Prompt: Copy the data from its start through the line containing "<point>23,340</point>", both ends included, and add 56 to each coordinate in the answer points. Every other line stays as it is, including the sample points.

Pointing data:
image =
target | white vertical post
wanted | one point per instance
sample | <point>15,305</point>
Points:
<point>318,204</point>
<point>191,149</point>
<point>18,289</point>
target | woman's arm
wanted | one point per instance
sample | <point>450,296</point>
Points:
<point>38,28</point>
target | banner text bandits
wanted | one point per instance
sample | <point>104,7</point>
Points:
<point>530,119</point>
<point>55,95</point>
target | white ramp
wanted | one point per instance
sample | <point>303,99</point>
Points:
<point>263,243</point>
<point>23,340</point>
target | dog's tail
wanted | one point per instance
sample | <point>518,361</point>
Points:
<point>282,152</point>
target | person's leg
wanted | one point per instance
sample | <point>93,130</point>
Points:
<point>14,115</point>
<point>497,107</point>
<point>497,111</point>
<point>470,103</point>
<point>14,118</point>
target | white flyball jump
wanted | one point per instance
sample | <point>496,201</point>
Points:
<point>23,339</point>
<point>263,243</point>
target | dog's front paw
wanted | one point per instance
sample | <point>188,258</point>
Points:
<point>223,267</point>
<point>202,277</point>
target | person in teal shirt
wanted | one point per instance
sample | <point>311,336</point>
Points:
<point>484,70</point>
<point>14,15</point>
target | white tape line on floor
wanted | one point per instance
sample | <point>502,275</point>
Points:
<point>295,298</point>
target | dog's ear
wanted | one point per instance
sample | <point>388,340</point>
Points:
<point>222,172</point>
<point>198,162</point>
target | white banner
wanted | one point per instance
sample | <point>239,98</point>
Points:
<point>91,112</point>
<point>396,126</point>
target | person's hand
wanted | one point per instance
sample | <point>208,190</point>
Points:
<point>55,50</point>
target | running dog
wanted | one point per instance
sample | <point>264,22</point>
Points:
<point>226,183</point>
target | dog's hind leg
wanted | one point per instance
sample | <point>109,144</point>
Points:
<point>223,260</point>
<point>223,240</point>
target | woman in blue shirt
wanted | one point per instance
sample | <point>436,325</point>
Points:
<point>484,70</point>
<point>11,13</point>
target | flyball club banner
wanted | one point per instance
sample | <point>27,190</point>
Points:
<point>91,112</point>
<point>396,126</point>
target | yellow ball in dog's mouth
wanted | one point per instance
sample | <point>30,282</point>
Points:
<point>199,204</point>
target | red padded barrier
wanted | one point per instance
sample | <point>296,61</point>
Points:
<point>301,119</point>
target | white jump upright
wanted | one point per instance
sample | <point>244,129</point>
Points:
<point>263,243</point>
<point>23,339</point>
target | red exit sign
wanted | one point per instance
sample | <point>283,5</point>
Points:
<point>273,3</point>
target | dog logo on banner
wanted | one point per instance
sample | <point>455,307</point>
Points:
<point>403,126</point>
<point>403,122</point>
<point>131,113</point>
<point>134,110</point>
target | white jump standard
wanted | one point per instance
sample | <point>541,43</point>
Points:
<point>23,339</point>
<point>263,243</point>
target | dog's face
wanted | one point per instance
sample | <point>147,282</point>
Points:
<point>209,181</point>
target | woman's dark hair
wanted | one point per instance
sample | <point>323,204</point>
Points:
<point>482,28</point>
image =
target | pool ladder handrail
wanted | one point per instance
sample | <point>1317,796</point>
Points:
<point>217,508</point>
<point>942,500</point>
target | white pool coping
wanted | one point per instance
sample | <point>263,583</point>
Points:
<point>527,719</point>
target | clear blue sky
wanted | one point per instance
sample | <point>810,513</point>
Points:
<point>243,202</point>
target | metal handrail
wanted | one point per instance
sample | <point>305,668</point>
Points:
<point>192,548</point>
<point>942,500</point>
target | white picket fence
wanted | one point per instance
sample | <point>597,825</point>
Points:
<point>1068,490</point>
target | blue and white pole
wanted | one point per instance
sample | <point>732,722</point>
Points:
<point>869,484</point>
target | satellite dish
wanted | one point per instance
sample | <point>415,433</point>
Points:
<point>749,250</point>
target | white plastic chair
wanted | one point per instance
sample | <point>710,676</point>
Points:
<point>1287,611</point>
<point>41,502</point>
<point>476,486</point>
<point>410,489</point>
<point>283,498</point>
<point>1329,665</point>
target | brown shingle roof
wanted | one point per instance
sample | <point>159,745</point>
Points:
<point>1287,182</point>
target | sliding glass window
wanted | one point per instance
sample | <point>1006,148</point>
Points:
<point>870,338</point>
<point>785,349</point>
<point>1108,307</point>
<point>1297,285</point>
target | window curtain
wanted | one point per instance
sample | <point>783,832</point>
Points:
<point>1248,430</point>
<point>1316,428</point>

Solution to the exercise:
image =
target | white vertical post
wanted | one point per instance
sample | <point>15,305</point>
Points:
<point>374,260</point>
<point>247,205</point>
<point>74,345</point>
target | woman's arm
wanted | one point per instance
sample | <point>450,296</point>
Points:
<point>94,84</point>
target | banner text bandits
wanted | one point per instance
sample | <point>104,7</point>
Points:
<point>586,175</point>
<point>111,151</point>
target | white ramp
wanted | one point per instance
sample | <point>303,99</point>
Points:
<point>319,299</point>
<point>79,396</point>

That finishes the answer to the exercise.